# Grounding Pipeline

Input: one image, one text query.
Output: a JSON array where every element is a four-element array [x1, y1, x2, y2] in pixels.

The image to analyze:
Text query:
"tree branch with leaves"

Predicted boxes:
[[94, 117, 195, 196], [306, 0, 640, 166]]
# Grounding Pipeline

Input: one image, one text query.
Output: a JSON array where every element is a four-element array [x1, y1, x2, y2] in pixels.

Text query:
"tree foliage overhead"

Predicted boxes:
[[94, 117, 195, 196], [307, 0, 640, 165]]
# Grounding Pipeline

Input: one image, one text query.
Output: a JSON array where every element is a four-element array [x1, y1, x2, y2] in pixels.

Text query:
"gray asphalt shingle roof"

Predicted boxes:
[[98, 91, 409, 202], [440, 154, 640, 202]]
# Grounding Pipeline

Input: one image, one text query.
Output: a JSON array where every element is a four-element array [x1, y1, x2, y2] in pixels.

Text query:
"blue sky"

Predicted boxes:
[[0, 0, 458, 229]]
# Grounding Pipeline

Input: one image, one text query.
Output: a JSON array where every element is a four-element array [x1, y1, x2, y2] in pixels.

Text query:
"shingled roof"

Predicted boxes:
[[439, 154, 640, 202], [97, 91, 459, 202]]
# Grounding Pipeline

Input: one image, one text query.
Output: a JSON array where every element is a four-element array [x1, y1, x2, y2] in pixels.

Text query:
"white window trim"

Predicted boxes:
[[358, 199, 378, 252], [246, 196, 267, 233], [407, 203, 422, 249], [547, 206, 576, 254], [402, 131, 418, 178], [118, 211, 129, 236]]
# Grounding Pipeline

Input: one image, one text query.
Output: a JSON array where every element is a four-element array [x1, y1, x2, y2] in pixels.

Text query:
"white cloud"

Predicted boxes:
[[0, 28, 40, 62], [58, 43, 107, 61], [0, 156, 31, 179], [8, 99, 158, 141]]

-*-

指示と要件 = 上の項目をすべて、一字一句変えずにそのまま繰り返してもらえますか？

課題への回答 =
# Grounding Pipeline

Input: one image, one text query.
Output: a JSON array where every element is a four-element array [x1, y1, x2, y2] in pixels.

The image to analyze:
Text query:
"tree branch with leaves"

Predicted boxes:
[[94, 117, 195, 196], [306, 0, 640, 166]]
# Grounding Pipeline

Input: one image, one text query.
Output: a JSON array where every element is a four-element array [x1, y1, x2, y2] in pixels.

Text query:
"tree foliage overhead"

Predicted boxes:
[[94, 117, 195, 196], [307, 0, 640, 165]]
# Grounding Pipeline

Input: one image, one text query.
Output: a JSON array where every element is a four-element array [x1, y1, x2, y2] in pixels.

Text query:
"gray asphalt shingle roof"

Predicted boxes:
[[98, 91, 409, 202], [440, 154, 640, 202]]
# Grounding Pipeline

Input: one image, one text query.
Output: a JSON array where every element is a four-element array [x1, y1, x2, y2] in pixels.

Text query:
"blue sky"

Predicted boxes:
[[0, 0, 458, 229]]
# Grounding Pipeline

Input: one image, one text query.
Output: a JSON array where every element is a four-element array [x1, y1, x2, y2] in pixels.

Text query:
"shingled roof"

Predicted boxes:
[[439, 154, 640, 202], [97, 91, 459, 202]]
# Grounding Pipeline

Input: one image, one text query.
Output: a JSON array where every element is a four-element array [x1, y1, x2, y2] in pixels.

Text query:
"white window trim"

Predicted boxes:
[[358, 199, 378, 252], [246, 196, 267, 233], [407, 203, 422, 249], [547, 206, 576, 254], [402, 131, 418, 178], [118, 211, 129, 236]]
# Grounding Pipeline

Input: one image, one text query.
Output: a JSON array where every element is a four-element array [x1, y1, x2, y2] in pixels.

Text query:
"white cloud"

Predicted boxes:
[[0, 28, 40, 62], [58, 43, 107, 61], [0, 156, 31, 179], [8, 99, 158, 141]]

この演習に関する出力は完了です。